Source extract:
Expatriate Checklist: going to Italy

Moving to a new country means a bucket-load of things to worry about – which is why we have prepared a checklist to help you prepare and make sure that nothing is forgotten before your big move!.

Visa requierements

EU citizen and members of the Schengen Agreement countries

Italy is a member of the European Union (Austria, Italy, Belgium, Latvia, Bulgaria, Lithuania, Croatia, Luxembourg, Cyprus, Malta, Czechia, Netherlands, Denmark, Poland, Estonia, Portugal, Finland, Romania, France, Slovakia, Germany, Slovenia, Greece, Spain, Hungary, Sweden, Ireland, United Kingdom) and the Schengen Agreement countries (Austria, Belgium, Czechia, Denmark, Estonia, Finland, France, Germany, Greece, Hungary, Iceland, Italy, Latvia, Liechtenstein, Lithuania, Luxembourg, Malta, Netherlands, Norway, Poland, Portugal, Slovakia, Slovenia, Spain, Sweden, Switzerland) meaning if you happen to have a passport from any of those 2 countries groups, then you're free to live and work in Italy without any additional visa.

Other region

You must apply for a visa at the Ministry of Foreign Affairs via the nearest Italian Embassy or Consulate. Remember to allow enough time for your application to be processed and take care of this long before entering the country. In fact, Italy passed a law in 2009 that makes it a crime to enter or stay in Italy without the legal authorisation. Illegal immigration is punishable by a fine (5 – 10 thousand euro) and you would be repatriated (you get sent back to your home country).

Record set:

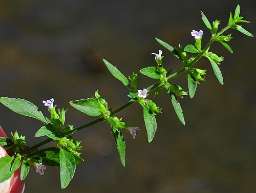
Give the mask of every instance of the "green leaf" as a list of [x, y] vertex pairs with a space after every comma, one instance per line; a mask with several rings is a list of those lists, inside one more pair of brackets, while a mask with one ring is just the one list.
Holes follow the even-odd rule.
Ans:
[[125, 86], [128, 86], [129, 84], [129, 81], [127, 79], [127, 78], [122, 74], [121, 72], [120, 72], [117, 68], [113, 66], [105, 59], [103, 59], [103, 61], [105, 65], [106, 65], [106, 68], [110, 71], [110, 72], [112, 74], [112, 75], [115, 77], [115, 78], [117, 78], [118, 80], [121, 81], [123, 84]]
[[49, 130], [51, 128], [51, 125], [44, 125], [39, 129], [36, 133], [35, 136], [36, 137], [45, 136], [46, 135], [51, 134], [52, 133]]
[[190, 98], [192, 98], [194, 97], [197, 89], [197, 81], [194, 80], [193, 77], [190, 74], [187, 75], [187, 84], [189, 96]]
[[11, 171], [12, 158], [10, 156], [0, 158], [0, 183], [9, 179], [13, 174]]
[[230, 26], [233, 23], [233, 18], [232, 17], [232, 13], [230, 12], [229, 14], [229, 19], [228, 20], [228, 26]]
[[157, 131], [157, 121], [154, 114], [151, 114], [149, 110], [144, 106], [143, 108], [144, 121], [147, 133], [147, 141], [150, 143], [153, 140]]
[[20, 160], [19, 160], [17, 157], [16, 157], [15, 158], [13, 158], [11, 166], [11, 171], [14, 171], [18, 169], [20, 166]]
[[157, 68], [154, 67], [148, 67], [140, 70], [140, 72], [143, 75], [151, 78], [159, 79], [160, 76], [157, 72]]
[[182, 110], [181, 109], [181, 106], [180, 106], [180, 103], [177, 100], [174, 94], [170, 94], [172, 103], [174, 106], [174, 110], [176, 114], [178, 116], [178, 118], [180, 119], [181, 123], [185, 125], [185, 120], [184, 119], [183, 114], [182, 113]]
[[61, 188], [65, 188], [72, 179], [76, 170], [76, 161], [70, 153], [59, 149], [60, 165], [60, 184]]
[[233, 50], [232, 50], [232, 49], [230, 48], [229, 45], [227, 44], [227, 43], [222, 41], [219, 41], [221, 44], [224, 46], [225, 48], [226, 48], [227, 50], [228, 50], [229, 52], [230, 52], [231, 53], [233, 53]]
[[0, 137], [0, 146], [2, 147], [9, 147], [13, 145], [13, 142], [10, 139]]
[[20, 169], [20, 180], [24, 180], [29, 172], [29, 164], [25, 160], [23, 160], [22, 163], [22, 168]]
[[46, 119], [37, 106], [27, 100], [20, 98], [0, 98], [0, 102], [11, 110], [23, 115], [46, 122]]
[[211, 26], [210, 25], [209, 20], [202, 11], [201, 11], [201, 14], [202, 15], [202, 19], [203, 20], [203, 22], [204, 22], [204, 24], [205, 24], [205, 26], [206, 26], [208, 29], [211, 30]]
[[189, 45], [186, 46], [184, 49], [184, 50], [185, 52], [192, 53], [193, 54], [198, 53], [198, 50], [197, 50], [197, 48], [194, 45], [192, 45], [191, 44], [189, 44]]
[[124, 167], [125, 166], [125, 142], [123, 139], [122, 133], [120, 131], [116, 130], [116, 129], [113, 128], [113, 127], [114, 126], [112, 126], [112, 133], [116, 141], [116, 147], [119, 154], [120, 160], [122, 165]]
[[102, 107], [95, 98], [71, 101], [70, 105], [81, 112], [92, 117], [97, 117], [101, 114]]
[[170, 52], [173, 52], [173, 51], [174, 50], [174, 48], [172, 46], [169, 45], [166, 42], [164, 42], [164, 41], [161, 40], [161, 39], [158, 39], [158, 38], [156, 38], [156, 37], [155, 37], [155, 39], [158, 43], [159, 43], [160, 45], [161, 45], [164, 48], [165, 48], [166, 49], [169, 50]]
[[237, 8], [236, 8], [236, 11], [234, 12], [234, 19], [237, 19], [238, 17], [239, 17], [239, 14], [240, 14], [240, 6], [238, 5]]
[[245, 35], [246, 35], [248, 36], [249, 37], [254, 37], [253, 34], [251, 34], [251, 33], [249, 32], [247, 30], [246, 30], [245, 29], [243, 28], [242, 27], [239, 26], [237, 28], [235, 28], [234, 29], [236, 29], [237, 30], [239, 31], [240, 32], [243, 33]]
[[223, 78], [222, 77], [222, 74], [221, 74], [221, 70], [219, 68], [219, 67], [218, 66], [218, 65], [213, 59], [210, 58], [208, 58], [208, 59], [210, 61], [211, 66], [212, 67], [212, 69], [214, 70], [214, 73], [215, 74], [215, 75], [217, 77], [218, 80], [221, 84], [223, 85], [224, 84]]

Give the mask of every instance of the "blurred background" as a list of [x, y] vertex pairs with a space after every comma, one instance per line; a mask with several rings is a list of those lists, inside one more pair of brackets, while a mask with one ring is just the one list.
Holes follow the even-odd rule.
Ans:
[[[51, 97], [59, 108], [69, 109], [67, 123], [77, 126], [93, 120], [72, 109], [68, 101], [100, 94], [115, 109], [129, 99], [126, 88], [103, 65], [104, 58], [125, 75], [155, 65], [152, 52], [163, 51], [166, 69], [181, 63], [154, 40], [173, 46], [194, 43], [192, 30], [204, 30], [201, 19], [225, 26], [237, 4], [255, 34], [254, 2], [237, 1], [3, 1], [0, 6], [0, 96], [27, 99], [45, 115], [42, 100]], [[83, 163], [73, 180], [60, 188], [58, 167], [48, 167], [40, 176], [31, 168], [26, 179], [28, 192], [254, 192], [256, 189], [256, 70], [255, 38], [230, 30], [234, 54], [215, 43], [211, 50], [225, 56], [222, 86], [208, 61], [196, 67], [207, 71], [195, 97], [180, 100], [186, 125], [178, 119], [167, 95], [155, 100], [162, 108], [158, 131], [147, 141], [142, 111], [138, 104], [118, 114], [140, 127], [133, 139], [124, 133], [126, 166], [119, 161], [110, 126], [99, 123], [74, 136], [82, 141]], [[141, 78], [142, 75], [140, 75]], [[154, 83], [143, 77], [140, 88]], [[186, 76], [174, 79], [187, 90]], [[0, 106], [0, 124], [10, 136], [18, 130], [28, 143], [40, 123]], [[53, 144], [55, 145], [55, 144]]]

Exercise:
Transcribe the passage of the Italy checklist that begins at the words "Visa requierements" and ends after "any additional visa.".

The completed task:
Visa requierements

EU citizen and members of the Schengen Agreement countries

Italy is a member of the European Union (Austria, Italy, Belgium, Latvia, Bulgaria, Lithuania, Croatia, Luxembourg, Cyprus, Malta, Czechia, Netherlands, Denmark, Poland, Estonia, Portugal, Finland, Romania, France, Slovakia, Germany, Slovenia, Greece, Spain, Hungary, Sweden, Ireland, United Kingdom) and the Schengen Agreement countries (Austria, Belgium, Czechia, Denmark, Estonia, Finland, France, Germany, Greece, Hungary, Iceland, Italy, Latvia, Liechtenstein, Lithuania, Luxembourg, Malta, Netherlands, Norway, Poland, Portugal, Slovakia, Slovenia, Spain, Sweden, Switzerland) meaning if you happen to have a passport from any of those 2 countries groups, then you're free to live and work in Italy without any additional visa.